### УКАЗАНИЯ
Воспроизведите все приведённые ниже записи дословно, но изображения в ответ не включайте.

___

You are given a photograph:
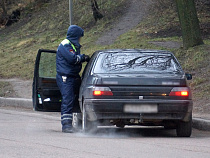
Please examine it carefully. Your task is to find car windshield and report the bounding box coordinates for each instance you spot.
[94,52,182,73]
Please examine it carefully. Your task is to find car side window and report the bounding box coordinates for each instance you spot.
[39,52,56,78]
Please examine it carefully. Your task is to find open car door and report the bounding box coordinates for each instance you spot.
[32,49,61,111]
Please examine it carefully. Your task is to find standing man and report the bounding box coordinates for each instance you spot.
[56,25,90,133]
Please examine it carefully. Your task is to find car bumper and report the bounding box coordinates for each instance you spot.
[84,99,193,121]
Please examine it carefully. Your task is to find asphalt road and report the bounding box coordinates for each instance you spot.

___

### ПОЛНОЕ РЕШЕНИЕ
You are given a photograph:
Please examine it carefully. Your task is to find car windshield and report the bounding box coordinates for each instance you spot.
[94,52,182,73]
Please examine it carefully. Your task is to find car side window and report the bounding box coordinates for each instance you spot.
[39,52,56,78]
Please examine it carefully. Your task is to find open car door and report the bounding box coordinates for each instance you spot.
[32,49,61,111]
Please examine it carefully. Your task is to find standing man and report the bounding box coordinates for each instance you spot.
[56,25,90,133]
Please examine it carefully. Your task is to find car bumper and report the bounding box coordinates for each instance you spot.
[84,99,193,121]
Please examine it carefully. Your task is to find asphalt road and report the bounding box coordinates for each instance you spot.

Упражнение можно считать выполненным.